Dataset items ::
----
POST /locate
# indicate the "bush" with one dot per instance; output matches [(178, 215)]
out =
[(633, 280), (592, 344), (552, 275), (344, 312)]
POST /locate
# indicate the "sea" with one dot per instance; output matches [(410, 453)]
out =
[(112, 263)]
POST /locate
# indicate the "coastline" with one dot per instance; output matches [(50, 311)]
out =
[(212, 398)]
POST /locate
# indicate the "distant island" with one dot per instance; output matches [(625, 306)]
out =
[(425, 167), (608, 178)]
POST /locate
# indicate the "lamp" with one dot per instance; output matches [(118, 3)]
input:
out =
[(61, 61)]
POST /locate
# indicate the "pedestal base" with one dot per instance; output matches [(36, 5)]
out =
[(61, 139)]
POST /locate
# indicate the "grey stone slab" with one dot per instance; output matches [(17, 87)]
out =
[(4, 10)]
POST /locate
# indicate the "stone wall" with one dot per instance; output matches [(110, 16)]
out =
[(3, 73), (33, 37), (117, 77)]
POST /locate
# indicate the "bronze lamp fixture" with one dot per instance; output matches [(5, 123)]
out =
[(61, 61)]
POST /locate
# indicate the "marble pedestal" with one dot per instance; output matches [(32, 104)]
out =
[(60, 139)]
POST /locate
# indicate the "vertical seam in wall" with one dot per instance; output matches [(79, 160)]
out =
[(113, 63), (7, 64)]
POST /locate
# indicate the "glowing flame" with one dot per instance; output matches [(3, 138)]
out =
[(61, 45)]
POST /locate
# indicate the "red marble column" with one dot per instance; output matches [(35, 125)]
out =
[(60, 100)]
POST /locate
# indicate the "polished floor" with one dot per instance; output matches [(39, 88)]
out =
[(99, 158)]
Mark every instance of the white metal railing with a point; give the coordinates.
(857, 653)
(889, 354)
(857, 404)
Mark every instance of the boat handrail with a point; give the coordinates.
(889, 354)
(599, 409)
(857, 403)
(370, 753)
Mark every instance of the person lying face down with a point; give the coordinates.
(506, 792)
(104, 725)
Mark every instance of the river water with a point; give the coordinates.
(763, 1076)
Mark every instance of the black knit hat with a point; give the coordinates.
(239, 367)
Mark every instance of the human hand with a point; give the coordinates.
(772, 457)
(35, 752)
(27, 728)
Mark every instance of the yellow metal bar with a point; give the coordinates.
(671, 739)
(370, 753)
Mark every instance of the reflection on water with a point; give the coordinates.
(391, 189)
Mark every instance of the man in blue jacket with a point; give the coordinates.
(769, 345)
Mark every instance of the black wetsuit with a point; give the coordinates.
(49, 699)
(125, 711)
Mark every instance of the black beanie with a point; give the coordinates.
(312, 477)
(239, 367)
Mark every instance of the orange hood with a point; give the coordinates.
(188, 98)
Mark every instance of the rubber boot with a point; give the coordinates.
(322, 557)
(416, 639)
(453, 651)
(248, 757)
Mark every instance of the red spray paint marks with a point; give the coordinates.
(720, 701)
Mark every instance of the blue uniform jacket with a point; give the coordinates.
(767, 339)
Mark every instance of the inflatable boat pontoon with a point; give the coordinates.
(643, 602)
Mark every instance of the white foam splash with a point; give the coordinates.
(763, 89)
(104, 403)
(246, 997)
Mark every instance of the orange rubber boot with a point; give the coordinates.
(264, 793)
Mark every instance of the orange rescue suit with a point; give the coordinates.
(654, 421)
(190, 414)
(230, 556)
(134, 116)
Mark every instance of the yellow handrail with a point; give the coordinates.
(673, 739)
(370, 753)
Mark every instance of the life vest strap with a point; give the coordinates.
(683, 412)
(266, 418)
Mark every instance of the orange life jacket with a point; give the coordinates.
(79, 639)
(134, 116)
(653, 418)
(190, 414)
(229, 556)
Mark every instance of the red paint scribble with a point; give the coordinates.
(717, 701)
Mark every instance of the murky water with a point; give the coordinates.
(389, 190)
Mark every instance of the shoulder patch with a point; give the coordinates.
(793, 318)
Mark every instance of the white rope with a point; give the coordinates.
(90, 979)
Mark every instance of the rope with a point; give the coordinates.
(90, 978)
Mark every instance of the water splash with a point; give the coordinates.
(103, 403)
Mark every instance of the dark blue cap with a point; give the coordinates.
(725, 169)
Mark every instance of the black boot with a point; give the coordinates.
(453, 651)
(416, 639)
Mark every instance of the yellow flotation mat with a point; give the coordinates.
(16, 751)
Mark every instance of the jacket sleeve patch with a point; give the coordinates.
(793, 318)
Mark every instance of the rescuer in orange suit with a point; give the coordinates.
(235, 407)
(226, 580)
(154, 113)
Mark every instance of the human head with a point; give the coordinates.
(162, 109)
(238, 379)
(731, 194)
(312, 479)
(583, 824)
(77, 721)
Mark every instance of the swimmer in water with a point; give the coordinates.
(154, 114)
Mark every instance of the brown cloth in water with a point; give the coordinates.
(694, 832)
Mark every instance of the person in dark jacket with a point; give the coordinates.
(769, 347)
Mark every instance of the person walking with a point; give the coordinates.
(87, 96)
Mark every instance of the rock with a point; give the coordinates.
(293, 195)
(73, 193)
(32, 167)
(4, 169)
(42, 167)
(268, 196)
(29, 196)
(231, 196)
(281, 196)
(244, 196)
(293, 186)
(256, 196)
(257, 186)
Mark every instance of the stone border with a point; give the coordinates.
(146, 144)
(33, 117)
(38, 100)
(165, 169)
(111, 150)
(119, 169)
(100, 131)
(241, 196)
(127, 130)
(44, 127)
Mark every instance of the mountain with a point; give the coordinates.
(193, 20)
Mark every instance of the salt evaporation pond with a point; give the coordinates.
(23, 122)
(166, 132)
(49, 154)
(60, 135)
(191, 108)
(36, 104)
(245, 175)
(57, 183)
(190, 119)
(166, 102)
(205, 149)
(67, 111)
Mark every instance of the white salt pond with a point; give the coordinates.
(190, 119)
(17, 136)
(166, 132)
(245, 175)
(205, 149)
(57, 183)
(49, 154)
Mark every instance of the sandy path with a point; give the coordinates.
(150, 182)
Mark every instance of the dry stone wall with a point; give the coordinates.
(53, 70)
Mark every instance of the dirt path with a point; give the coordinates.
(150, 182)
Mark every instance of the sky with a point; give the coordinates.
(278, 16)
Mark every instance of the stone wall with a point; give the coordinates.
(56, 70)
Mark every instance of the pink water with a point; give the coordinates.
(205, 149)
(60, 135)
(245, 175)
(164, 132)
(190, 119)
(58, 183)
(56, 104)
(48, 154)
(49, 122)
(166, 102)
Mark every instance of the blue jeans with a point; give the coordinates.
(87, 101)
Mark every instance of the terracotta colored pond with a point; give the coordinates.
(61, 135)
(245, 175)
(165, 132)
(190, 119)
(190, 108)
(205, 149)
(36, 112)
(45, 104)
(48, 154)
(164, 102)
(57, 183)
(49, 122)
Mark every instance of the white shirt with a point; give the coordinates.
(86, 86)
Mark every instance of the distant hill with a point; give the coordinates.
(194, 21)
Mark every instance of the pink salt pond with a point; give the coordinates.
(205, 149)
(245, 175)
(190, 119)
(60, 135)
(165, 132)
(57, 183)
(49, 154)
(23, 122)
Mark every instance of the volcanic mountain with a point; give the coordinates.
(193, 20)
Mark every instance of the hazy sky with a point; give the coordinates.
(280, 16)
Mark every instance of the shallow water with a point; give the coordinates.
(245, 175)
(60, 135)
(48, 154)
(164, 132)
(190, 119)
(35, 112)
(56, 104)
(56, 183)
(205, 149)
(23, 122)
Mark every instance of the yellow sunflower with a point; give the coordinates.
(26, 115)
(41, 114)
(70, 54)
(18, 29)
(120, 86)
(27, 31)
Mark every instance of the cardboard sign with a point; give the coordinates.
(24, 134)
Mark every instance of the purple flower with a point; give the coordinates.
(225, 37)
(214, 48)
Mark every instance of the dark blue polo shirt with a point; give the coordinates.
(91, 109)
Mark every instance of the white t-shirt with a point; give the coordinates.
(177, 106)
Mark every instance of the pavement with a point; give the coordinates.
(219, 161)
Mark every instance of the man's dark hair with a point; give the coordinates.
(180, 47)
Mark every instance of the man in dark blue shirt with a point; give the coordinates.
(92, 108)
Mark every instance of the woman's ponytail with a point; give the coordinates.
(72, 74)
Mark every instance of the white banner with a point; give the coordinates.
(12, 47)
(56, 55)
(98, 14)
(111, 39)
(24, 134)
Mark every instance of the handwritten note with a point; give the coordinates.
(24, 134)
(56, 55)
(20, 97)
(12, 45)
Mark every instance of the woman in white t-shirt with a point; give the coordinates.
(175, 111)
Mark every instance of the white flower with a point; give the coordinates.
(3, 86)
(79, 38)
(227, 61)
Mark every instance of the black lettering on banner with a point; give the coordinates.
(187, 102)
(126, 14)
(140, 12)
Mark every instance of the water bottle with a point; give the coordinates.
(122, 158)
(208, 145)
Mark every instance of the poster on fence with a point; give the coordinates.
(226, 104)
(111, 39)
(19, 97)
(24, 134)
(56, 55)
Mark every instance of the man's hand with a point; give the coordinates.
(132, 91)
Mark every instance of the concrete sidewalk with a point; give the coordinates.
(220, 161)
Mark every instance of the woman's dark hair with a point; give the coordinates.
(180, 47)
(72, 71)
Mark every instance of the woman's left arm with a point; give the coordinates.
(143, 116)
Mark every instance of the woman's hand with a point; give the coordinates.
----
Task to complete ::
Every line holding the word "lamp" should be copied out of the records above.

Reply ::
# indicate the "lamp" with one dot per instance; output matches [(118, 3)]
# indicate the "bronze lamp fixture" with one dot per instance; output matches [(5, 123)]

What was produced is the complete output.